Task statement
Continue the column about the cyst on the writer's left hand, picking up after its last sentence.

Extract
▬▬▬▬▬▬▬▬▬▬
Turning a lemon into lemonade

Published 7:53 pm Tuesday, October 15, 2019

A cyst showed up on my left hand some time back. After noticing it and wondering what it was, I forgot about it. It didn’t hurt, it wasn’t sore and didn’t interfere with anything in my daily routine.

A few months later, I noticed it again and decided to be more proactive and have it checked out.  When anything goes wrong medically, I have the good fortune of walking down from my office to the University of Georgia Sports Medicine Clinic where Ron Courson will diagnose promptly and insightfully and send me in the right medical direction.

He asked Kelly Ward, a physician’s assistant, who works with the Georgia football team, to evaluate which Kelly did. Kelly later sent me to a Piedmont Regional lab for magnetic resonance imaging. If that is a term with which you are not familiar, perhaps it is best to refer my lab visit as an MRI appointment.
▬▬▬▬▬▬▬▬▬▬
Data for review

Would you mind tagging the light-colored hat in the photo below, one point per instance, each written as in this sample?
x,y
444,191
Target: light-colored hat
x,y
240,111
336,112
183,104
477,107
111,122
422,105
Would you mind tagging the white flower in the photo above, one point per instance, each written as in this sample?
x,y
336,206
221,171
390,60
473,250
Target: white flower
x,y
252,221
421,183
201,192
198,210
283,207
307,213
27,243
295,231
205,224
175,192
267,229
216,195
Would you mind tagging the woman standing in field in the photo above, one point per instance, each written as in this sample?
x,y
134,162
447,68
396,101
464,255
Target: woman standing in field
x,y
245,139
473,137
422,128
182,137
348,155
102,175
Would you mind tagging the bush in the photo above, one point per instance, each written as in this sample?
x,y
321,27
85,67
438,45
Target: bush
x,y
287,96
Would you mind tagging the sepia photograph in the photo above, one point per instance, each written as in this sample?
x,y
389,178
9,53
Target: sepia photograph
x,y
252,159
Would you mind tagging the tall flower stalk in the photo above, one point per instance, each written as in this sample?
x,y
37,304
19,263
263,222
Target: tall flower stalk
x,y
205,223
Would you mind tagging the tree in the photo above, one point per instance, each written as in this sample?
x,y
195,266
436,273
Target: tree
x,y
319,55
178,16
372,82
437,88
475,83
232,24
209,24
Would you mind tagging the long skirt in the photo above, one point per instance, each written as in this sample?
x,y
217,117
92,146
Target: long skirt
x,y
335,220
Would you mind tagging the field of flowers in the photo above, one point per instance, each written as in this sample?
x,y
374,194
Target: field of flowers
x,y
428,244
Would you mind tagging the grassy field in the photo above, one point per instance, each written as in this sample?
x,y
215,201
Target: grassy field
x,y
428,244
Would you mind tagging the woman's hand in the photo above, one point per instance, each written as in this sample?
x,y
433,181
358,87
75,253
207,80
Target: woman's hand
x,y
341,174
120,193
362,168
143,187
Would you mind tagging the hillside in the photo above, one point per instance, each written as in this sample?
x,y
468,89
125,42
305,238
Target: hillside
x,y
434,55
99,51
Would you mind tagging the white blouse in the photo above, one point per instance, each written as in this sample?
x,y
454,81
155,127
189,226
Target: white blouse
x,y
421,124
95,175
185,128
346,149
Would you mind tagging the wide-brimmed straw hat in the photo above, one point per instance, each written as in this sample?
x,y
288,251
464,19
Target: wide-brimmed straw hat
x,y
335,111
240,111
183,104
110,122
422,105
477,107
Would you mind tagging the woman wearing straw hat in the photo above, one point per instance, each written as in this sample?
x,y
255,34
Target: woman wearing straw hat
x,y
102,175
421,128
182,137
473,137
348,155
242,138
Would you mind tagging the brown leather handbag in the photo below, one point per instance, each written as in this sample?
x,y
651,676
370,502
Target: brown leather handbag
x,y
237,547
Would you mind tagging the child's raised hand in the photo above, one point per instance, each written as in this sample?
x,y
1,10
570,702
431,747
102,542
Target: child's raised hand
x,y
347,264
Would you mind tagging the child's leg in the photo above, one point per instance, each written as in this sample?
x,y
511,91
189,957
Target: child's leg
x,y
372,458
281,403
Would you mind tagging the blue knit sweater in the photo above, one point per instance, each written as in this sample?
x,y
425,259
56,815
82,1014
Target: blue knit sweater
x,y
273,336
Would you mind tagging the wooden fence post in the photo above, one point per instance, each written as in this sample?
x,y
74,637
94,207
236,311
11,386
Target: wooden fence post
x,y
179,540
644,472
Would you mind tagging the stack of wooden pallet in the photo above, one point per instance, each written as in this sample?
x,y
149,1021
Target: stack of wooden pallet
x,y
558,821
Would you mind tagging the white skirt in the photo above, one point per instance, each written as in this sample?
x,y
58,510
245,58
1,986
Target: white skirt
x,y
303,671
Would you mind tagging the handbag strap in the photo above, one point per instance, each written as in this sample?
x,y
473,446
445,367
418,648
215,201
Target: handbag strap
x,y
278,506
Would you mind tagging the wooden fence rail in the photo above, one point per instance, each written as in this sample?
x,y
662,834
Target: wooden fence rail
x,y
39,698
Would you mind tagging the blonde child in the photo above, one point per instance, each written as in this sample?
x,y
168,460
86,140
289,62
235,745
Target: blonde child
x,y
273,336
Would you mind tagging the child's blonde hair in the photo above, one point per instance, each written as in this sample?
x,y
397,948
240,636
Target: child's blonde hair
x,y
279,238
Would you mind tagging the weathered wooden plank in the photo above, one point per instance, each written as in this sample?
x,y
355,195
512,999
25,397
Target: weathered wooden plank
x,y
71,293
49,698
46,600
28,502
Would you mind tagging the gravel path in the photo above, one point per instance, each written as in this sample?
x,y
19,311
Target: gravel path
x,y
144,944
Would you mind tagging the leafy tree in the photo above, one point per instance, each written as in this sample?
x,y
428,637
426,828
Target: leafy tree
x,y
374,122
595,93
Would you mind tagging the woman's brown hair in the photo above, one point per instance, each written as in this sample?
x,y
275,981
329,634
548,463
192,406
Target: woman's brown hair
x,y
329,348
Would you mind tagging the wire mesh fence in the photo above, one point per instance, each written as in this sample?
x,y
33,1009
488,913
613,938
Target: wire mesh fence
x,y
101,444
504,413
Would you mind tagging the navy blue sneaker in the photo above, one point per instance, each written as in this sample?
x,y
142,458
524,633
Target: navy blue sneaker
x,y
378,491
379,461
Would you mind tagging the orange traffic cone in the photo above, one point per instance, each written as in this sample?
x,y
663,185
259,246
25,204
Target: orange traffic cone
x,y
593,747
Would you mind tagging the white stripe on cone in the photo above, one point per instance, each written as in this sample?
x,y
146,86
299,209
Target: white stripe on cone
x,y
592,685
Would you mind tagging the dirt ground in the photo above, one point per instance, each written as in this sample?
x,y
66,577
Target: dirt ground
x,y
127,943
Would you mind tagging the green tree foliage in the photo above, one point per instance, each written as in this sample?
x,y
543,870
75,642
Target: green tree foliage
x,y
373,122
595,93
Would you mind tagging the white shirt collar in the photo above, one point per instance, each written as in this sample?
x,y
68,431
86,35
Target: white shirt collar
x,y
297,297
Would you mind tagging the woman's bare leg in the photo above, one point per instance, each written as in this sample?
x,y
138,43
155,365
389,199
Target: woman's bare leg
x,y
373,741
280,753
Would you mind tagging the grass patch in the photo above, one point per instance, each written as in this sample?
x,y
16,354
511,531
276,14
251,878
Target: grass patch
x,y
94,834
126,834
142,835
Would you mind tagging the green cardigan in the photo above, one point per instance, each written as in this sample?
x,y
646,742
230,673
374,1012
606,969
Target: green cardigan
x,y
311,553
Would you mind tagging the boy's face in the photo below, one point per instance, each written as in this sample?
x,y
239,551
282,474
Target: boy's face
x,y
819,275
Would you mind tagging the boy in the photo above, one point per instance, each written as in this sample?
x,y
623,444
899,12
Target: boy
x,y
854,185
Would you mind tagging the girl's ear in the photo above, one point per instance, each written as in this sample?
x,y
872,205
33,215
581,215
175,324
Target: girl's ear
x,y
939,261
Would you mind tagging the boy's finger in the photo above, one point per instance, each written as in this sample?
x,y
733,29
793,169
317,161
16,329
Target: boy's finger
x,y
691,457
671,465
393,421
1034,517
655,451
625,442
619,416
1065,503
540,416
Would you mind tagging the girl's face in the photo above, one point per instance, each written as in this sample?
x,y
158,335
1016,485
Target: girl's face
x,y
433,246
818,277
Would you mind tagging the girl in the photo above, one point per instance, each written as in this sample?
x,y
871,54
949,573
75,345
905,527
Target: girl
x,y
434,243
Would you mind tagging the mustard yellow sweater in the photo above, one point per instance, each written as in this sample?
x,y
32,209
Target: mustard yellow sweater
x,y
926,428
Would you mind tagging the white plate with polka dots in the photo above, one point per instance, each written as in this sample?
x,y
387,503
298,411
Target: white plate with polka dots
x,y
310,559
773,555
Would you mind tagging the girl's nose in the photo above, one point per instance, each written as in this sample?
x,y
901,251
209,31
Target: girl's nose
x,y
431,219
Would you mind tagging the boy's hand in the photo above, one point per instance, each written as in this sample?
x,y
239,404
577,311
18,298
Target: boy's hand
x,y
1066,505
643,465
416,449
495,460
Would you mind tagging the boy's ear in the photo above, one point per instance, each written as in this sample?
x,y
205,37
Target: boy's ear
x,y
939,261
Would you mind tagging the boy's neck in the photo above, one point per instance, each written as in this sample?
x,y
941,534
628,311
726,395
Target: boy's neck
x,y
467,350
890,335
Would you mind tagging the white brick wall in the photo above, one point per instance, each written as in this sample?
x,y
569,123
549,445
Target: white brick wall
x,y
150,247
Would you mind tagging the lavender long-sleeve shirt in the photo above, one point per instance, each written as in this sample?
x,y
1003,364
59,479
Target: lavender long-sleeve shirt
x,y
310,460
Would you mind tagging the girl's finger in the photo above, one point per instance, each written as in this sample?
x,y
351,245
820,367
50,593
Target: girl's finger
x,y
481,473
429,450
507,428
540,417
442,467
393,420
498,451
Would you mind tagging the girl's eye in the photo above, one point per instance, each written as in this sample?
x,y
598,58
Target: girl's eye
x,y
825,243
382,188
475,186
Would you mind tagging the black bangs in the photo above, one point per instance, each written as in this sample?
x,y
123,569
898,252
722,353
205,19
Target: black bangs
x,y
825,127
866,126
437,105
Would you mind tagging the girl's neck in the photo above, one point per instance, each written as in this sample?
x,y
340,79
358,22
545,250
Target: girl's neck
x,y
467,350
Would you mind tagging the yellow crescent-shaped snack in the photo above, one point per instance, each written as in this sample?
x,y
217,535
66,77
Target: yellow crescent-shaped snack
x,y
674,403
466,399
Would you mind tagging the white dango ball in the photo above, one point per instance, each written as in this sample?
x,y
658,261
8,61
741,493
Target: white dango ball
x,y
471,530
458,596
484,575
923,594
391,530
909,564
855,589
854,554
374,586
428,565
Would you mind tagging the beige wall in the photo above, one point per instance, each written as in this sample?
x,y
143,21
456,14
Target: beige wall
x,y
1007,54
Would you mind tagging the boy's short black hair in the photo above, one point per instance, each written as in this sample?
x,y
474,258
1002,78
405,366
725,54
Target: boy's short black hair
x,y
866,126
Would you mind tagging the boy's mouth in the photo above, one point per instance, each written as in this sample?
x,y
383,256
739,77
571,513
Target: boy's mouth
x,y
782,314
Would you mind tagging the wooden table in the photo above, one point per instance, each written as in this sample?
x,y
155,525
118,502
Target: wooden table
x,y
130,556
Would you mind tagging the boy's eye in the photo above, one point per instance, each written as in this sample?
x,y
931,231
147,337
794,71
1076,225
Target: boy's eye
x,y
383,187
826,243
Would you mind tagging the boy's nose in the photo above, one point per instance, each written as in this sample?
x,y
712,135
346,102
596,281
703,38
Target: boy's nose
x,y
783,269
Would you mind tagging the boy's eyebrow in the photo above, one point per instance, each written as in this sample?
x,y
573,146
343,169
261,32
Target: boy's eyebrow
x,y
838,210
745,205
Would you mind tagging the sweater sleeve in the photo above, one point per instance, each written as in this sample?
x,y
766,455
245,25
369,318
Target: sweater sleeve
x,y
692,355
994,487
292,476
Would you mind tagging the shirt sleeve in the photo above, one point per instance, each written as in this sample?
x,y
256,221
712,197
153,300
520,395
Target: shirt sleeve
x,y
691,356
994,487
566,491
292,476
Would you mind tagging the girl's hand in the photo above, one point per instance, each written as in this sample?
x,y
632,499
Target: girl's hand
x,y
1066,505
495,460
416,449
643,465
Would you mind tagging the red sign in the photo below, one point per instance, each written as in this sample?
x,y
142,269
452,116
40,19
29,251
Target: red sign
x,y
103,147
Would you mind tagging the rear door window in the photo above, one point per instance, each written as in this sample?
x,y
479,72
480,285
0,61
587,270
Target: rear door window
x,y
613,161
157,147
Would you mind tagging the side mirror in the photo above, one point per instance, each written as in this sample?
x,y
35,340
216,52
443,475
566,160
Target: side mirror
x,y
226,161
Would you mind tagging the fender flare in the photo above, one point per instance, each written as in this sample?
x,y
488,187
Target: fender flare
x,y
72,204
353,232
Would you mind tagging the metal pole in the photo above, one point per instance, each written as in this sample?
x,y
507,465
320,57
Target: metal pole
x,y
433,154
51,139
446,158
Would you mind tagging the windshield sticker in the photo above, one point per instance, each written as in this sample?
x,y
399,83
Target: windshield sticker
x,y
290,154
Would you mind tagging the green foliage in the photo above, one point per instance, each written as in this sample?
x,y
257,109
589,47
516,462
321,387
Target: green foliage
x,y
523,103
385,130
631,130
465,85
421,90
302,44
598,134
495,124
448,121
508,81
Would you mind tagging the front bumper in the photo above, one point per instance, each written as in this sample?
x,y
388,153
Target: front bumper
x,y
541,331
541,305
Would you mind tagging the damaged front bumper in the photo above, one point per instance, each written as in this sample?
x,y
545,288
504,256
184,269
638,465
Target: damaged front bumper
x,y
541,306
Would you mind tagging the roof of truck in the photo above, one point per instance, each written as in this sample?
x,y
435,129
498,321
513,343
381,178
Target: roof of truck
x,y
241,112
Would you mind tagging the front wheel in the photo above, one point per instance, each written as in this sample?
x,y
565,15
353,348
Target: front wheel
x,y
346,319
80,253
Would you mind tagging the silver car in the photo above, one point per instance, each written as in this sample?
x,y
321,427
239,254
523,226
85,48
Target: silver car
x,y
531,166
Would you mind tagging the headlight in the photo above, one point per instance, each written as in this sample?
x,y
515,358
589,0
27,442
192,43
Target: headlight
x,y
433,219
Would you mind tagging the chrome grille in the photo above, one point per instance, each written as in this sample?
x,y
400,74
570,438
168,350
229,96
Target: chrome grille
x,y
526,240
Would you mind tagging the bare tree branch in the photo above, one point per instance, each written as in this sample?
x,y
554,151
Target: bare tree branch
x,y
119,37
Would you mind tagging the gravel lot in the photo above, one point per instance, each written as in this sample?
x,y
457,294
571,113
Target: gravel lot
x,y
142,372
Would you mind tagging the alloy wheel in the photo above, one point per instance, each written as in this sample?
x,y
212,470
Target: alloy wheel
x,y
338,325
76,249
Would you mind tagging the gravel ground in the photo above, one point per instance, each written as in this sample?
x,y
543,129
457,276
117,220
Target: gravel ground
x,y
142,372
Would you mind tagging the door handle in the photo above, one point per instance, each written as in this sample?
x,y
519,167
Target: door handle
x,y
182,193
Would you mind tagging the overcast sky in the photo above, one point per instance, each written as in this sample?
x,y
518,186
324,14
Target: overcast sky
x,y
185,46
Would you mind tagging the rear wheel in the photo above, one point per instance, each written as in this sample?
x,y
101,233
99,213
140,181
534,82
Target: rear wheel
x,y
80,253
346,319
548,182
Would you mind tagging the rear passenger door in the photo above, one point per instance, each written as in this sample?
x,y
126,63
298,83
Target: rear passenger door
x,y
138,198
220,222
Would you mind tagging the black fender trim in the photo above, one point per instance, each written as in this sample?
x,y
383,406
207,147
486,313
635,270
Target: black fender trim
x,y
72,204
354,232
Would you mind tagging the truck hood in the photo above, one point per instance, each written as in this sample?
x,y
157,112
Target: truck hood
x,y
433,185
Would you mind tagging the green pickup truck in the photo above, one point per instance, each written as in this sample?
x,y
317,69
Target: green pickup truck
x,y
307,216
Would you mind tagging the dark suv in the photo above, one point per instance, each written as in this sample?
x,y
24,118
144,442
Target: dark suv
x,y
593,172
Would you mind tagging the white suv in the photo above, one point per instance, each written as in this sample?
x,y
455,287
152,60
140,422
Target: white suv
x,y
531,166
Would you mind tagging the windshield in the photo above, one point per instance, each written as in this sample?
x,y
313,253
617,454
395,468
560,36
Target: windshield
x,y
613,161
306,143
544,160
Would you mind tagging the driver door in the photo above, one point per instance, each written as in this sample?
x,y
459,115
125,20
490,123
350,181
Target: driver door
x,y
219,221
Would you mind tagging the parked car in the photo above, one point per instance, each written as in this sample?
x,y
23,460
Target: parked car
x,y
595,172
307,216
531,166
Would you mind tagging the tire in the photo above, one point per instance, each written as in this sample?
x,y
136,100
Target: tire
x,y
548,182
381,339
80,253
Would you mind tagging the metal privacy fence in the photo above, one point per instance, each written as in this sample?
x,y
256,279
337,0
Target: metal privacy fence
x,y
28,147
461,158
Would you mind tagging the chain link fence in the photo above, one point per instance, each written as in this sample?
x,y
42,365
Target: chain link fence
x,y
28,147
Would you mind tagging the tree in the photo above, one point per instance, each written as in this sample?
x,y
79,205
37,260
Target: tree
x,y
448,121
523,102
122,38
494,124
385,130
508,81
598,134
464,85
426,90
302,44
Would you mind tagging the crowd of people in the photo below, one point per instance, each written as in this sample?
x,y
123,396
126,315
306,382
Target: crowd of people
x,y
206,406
▬▬▬▬▬▬▬▬▬▬
Solved exercise
First, I am conditioned from years of medical experience, that it is best to take a book or your laptop and be prepared to be patient whenever you go for a medical appointment.  If you allow a couple of hours, you may discover you didn’t allow enough time.  That is why a book with interesting reading can make you forget the time commitment that it often takes when you are on a medical visit.

Not sure how it happened, but someone in the process forgot about me while I was in the waiting room on one of the busiest days of the fall.  I don’t believe in ranting and raising my voice at people who try to manage medical appointments when waiting rooms always seem to be full. I try to think about how demanding it is on medical personnel to make it through their busy days.

If you are sick and ailing, you are likely to be short tempered and abrupt. I did feel, however, that it was in order to note that I deserved something specific in the way of an appointment—not to sit and wait until someone “could work me in.”

Sonya Chapman, a Winterville resident, the nice mother of two boys, smiled and said, “I’ll try to help you.”  She did. She called a technician in the MRI quarters and ask if they could forecast a time that I could count on to be accommodated.  She made the call about lunchtime and got a response that I should return at 2 p.m.

This enabled me to meet a luncheon appointment and make it back in time for the MRI session. Sonya went out of her way to assist. She smiled the entire time, apologizing for the inconvenience.  She was so pleasant that it made me forget about my time being compromised.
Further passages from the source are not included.